ОТРЫВОК ▸
···

Что я видел. Эссе и памфлеты - Гюго Виктор. Страница 50
Собрания, возможно, вновь вернутся к этому.
Можно ли быть оратором с заранее написанной речью? Это странный вопрос. Все речи Демосфена и Цицерона были написаны заранее. «Эта речь пахнет маслом», говорил завистливый критик Демосфена22. Руайе-Коляр, этот очаровательный педант, этот великий узкий ум, был оратором; он произносил только заранее написанные речи; он приходил и клал на трибуну свою тетрадь. Три четверти торжественных речей Мирабо были написаны, и некоторые из них даже не им самим, за что мы его порицаем; он произносил их с трибуны как свои, такие речи, какими были речи Талейрана, Малуэ, какого-то швейцарца, чье имя не сохранилось. Дантон часто писал свои речи; в его доме нашли целые страницы, исписанные его рукой. Что касается Робеспьера, девять из десяти торжественных речей были написаны. Ночи напролет перед своим появлением на трибуне он, сидя за своим маленьким еловым столиком, с открытым перед ним томиком Расина, медленно, тщательно писал то, что должен был сказать.

···

ЗАПИСАННЫЕ ДАННЫЕ ▸
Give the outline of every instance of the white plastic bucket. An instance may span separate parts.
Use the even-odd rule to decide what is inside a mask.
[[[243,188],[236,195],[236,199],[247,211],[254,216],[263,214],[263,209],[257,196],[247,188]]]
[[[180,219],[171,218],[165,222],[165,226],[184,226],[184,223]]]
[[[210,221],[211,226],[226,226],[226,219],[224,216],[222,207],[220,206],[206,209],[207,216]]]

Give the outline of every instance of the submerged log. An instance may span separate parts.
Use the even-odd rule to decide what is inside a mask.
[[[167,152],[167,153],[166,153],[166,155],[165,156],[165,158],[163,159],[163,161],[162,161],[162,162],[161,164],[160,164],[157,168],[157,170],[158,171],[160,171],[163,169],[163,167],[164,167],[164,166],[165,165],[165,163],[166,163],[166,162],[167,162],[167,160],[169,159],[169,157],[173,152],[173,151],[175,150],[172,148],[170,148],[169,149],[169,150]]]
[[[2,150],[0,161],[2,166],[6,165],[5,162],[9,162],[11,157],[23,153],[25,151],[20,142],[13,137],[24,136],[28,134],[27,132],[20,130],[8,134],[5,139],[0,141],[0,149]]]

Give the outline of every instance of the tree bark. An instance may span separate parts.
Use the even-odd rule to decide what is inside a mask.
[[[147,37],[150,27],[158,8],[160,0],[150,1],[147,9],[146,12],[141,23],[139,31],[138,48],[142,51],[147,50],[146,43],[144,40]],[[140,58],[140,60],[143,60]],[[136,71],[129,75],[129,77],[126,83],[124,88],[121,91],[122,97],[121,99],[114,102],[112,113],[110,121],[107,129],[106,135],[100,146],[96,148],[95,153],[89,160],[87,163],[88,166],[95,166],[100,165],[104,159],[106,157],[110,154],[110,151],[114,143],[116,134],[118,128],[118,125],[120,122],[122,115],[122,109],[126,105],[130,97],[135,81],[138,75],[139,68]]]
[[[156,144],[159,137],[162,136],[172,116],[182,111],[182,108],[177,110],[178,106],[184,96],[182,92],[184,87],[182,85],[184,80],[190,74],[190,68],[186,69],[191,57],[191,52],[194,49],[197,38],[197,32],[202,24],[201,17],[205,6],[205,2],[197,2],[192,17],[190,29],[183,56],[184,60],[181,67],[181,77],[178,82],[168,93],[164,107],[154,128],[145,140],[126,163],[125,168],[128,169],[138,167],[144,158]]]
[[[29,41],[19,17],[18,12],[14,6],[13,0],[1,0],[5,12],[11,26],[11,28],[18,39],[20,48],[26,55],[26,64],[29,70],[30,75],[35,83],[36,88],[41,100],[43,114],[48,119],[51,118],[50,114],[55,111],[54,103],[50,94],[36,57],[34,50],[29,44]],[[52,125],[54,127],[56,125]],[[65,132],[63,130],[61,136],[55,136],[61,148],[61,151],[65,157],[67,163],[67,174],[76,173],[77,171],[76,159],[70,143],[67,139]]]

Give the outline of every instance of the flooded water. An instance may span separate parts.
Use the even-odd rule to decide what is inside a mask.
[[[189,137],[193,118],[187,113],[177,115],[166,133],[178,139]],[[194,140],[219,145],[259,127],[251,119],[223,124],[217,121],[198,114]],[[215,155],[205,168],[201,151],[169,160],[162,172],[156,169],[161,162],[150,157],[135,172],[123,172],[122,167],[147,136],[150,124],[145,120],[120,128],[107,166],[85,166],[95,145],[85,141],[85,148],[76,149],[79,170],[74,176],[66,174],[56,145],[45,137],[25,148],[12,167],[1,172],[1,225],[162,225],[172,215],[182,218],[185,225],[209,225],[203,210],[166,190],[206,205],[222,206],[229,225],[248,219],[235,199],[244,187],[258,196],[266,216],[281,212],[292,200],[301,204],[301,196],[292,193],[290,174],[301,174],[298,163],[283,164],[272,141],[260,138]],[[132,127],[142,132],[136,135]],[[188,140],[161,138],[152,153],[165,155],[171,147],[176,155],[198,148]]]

···

ЗАДАНИЕ A ▸
За что в отрывке о заранее написанных речах порицают Мирабо? Ответьте одним-двумя предложениями.
ЗАДАНИЕ B ▸
Какая книга лежала открытой перед Робеспьером, когда он писал свои речи, согласно отрывку?
ЗАДАНИЕ C ▸
Перескажите отрывок о заранее написанных речах в двух предложениях.
Отвечайте, опираясь только на отрывок.

ОТВЕТ A ▸
Мирабо порицают за то, что некоторые из его торжественных речей написал не он сам. Эти чужие речи он произносил с трибуны как свои.

ОТВЕТ B ▸
Томик Расина.

ОТВЕТ C ▸
Автор задается вопросом, можно ли быть оратором с заранее написанной речью, и напоминает, что все речи Демосфена и Цицерона были написаны заранее. Так же поступали Руайе-Коляр, Мирабо, Дантон и Робеспьер: Робеспьер ночи напролет медленно и тщательно писал то, что должен был сказать с трибуны.